- PROBLEM TO SOLVE
Copy the text of all the records below exactly, line for line. Leave the pictures out.

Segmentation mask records

◆ ◆ ◆ ◆ ◆

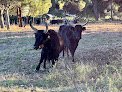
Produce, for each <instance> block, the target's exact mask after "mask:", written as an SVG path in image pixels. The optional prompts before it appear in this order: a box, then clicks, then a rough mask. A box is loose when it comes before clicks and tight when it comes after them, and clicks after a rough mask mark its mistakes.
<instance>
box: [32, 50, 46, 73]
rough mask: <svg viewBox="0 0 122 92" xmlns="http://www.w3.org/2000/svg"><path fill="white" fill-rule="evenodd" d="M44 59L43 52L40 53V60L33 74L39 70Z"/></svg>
mask: <svg viewBox="0 0 122 92" xmlns="http://www.w3.org/2000/svg"><path fill="white" fill-rule="evenodd" d="M44 59H45V55H44V53H43V51H42V52H41V58H40V61H39V64H38V65H37V67H36V69H35V70H34V71H35V72H37V71H38V70H39V68H40V65H41V63H42V62H43V60H44Z"/></svg>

◆ ◆ ◆ ◆ ◆

- EXERCISE RESPONSE
Produce, for each <instance> block, the target's exact mask after "mask:", written as an SVG path in image pixels. The optional prompts before it appear in this order: a box, then clicks, then a rough mask. A box is loose when it comes before clicks and tight when it comes after them, and clicks after a rough mask mark its mistakes.
<instance>
box: [32, 50, 46, 73]
rough mask: <svg viewBox="0 0 122 92" xmlns="http://www.w3.org/2000/svg"><path fill="white" fill-rule="evenodd" d="M44 59L43 52L40 53V60L33 74L39 70Z"/></svg>
mask: <svg viewBox="0 0 122 92" xmlns="http://www.w3.org/2000/svg"><path fill="white" fill-rule="evenodd" d="M44 59H45V55H44V53H43V51H42V52H41V58H40V61H39V64H38V65H37V67H36V69H35V70H34V71H35V72H37V71H38V70H39V68H40V65H41V63H42V62H43V60H44Z"/></svg>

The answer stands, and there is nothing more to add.